FLICKR, PAUL ASMAN AND JILL LENOBLE

A major pathway for strategically inducing cell death has been shared between humans and coral since their ancestral lineages diverged, according to a paper published today (June 9) in PNAS. The pathway, mediated by cytokines and tumor necrosis factor (TNF) receptors, was once thought to have originated more recently, prior to the divergence of vertebrates and invertebrates, and to have diversified in the vertebrate lineage. But as it turns out, corals have as diverse a collection of TNF proteins as do humans, and TNF-induced apoptosis is involved in coral bleaching.

“The dogma has been if there’s something not in a fly or a worm, something even more ancient such as a coral should be even simpler,” said Steven Quistad, a marine biologist at San Diego State University and lead author of the study. “Corals are actually much more similar to humans than...
● ● ● ● ●
## Assignment A
For each statement about the coral article, say yes or no depending on whether the article supports it, and quote the article's deciding words: (i) the paper appeared in PNAS on June 9; (ii) the pathway was once thought to have diversified in the invertebrate lineage; (iii) TNF-induced apoptosis is involved in coral bleaching.
## Assignment B
Reproduce the coral article word for word, starting with "A major pathway" and going on through "to humans than...".
Answer from the coral article alone, without drawing on outside knowledge.
● ● ● ● ●
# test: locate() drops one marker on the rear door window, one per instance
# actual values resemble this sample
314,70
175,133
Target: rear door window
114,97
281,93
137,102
● ● ● ● ●
## Answer A
(i) Yes: "according to a paper published today (June 9) in PNAS"
(ii) No: "to have diversified in the vertebrate lineage"
(iii) Yes: "TNF-induced apoptosis is involved in coral bleaching"

## Answer B
A major pathway for strategically inducing cell death has been shared between humans and coral since their ancestral lineages diverged, according to a paper published today (June 9) in PNAS. The pathway, mediated by cytokines and tumor necrosis factor (TNF) receptors, was once thought to have originated more recently, prior to the divergence of vertebrates and invertebrates, and to have diversified in the vertebrate lineage. But as it turns out, corals have as diverse a collection of TNF proteins as do humans, and TNF-induced apoptosis is involved in coral bleaching.

“The dogma has been if there’s something not in a fly or a worm, something even more ancient such as a coral should be even simpler,” said Steven Quistad, a marine biologist at San Diego State University and lead author of the study. “Corals are actually much more similar to humans than...